▸ What is needed: Return exactly the span of lines that opens with the line containing "In this exercise you will spot the concrete block" and closes with the last line of the data, inclusive.

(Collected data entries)

---

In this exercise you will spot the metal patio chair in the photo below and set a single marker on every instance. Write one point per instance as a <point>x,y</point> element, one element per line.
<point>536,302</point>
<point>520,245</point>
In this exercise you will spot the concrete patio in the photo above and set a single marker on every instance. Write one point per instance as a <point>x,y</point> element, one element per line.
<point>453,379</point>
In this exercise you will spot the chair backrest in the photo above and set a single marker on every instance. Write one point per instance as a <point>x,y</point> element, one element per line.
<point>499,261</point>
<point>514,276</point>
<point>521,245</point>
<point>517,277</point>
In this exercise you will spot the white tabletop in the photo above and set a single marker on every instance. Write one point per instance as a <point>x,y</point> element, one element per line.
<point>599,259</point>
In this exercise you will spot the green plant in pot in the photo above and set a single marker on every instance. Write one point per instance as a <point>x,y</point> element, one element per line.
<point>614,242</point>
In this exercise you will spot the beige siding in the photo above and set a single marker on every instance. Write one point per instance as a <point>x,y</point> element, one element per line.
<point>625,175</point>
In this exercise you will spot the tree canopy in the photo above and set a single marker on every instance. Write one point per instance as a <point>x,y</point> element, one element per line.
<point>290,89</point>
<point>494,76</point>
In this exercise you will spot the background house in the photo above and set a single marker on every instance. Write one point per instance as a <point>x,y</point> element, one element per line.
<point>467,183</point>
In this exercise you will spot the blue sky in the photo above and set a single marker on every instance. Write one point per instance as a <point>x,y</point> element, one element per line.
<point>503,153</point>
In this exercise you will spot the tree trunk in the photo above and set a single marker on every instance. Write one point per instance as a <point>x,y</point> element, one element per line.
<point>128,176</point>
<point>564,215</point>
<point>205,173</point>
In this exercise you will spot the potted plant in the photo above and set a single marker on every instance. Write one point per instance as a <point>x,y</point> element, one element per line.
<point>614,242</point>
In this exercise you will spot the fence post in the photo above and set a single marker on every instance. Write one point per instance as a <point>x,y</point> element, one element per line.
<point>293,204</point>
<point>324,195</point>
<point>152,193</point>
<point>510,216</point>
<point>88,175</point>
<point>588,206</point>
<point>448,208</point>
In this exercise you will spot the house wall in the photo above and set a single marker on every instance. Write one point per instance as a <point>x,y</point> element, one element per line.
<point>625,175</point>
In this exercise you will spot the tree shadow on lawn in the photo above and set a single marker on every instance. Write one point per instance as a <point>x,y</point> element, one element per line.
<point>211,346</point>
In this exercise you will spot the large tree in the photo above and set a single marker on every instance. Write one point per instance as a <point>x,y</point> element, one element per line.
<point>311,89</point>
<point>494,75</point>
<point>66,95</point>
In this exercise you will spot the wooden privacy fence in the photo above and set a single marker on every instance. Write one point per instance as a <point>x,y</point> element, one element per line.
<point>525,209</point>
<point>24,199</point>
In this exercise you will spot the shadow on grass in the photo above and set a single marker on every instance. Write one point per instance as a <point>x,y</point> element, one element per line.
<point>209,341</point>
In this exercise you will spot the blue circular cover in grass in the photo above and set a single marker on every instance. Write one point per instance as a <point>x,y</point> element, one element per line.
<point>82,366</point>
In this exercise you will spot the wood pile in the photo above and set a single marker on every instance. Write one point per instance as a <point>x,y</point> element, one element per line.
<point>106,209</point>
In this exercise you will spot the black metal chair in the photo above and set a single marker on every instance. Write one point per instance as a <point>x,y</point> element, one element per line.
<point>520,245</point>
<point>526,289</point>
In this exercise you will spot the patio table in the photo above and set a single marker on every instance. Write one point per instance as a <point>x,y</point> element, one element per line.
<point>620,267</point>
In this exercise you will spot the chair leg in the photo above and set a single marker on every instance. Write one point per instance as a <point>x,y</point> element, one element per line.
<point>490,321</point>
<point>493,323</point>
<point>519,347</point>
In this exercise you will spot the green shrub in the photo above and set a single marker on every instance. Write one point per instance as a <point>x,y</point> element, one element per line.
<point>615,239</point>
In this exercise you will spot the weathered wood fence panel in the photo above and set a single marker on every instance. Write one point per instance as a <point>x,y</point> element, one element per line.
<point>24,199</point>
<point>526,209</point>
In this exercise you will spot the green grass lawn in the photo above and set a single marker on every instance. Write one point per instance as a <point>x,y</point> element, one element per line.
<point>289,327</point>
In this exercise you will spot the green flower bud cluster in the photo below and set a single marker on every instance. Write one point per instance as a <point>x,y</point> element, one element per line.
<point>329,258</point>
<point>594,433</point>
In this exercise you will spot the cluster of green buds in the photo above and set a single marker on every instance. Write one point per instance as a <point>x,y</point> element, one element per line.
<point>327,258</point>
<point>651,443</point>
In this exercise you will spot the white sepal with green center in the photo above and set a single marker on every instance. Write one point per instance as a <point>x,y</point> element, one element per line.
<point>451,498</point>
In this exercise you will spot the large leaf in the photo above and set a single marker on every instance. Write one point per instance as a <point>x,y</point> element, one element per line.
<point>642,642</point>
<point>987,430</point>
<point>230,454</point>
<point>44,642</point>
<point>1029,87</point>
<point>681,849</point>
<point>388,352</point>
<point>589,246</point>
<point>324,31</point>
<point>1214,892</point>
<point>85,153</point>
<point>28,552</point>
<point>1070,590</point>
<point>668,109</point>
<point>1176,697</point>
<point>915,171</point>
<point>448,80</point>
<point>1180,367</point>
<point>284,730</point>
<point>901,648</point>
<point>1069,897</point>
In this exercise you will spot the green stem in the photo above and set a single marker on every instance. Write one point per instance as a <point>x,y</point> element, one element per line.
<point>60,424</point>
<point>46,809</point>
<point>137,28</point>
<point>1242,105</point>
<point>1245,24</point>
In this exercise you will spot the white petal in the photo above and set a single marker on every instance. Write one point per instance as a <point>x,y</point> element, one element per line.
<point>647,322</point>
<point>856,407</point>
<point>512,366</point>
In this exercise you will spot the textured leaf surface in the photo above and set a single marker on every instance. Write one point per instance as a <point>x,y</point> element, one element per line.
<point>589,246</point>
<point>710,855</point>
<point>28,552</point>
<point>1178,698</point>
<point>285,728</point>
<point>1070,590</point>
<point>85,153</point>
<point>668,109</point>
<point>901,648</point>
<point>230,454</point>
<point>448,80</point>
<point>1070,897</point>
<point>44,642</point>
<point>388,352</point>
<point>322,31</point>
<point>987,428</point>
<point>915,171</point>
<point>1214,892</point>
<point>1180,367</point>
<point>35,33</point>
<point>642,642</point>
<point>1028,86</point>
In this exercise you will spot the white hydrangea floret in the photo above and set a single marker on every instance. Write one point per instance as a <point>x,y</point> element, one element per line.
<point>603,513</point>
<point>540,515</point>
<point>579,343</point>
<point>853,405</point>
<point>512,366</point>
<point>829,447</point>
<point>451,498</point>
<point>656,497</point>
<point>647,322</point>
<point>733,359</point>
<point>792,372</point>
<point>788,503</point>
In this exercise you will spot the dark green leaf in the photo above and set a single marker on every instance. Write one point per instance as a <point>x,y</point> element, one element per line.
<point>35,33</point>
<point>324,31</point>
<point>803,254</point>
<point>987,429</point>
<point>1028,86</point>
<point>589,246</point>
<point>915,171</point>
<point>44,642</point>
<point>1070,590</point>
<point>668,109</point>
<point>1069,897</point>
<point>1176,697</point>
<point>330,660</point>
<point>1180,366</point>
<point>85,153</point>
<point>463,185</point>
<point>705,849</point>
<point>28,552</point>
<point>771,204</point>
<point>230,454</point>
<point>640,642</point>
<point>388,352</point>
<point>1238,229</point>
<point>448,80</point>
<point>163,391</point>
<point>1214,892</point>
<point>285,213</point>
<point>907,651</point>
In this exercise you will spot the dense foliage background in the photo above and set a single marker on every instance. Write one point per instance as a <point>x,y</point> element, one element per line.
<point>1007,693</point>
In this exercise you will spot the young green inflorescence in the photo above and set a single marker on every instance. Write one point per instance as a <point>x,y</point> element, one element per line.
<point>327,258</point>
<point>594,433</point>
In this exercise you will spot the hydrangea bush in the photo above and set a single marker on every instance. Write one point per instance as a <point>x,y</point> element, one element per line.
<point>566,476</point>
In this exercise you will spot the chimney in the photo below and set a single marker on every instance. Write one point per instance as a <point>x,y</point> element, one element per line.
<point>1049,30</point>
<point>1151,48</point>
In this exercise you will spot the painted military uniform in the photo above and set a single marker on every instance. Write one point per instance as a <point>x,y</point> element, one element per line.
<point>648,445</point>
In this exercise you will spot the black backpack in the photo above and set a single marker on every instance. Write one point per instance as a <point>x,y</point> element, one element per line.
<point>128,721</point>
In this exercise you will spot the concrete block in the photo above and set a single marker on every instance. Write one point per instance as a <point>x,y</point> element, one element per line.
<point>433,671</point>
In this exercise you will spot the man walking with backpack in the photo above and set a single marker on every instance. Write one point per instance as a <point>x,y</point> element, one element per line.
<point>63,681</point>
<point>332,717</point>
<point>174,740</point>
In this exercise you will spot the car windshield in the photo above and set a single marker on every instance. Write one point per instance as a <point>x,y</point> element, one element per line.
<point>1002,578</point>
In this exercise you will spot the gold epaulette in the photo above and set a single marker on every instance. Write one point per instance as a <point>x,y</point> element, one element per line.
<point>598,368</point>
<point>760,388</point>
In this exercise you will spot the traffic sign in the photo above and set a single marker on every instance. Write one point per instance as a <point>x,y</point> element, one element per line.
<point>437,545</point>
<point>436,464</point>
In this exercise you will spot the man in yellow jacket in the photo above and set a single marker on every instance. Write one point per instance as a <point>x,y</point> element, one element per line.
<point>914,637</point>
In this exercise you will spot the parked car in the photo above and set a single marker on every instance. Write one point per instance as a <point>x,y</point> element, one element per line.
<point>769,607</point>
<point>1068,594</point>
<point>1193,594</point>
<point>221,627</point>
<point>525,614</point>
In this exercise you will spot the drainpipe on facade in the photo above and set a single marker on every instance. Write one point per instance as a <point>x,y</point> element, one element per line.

---

▸ The solution:
In this exercise you will spot the concrete block in the photo above and set a single marker on every instance. Write one point per instance as a <point>x,y</point> element, one element per line.
<point>433,671</point>
In this exercise you will spot the man walking with backpack in the photo above and set a single marker on every instance. Write one point per instance as a <point>x,y</point> element, one element per line.
<point>63,681</point>
<point>332,717</point>
<point>174,740</point>
In this exercise you will spot the car windshield in the photo above and set a single marker on every instance. Write one point per instance as a <point>x,y</point> element, one element per line.
<point>1002,578</point>
In this exercise you will spot the gold epaulette in the photo above and set a single marker on every instance. Write one point per instance as a <point>x,y</point> element, one element per line.
<point>598,368</point>
<point>760,388</point>
In this exercise you will spot the traffic sign in the photo above and set a single marker on every instance. Write one point per instance as a <point>x,y</point> element, one element per line.
<point>437,545</point>
<point>436,464</point>
In this exercise you will spot the man in yellow jacket in the photo above and set a single marker on every instance. Write one point per instance as a <point>x,y</point> element, one element per line.
<point>914,637</point>
In this exercise you will spot the parked car in the photo above and set a single marker on every instance. Write one point per instance as a <point>x,y</point> element, one element per line.
<point>769,607</point>
<point>1068,594</point>
<point>1193,594</point>
<point>221,627</point>
<point>525,614</point>
In this exercise you will spot the drainpipe on facade in the photo above and set a single marker on every instance. Write one point per instance as a <point>x,y</point> element, one element per line.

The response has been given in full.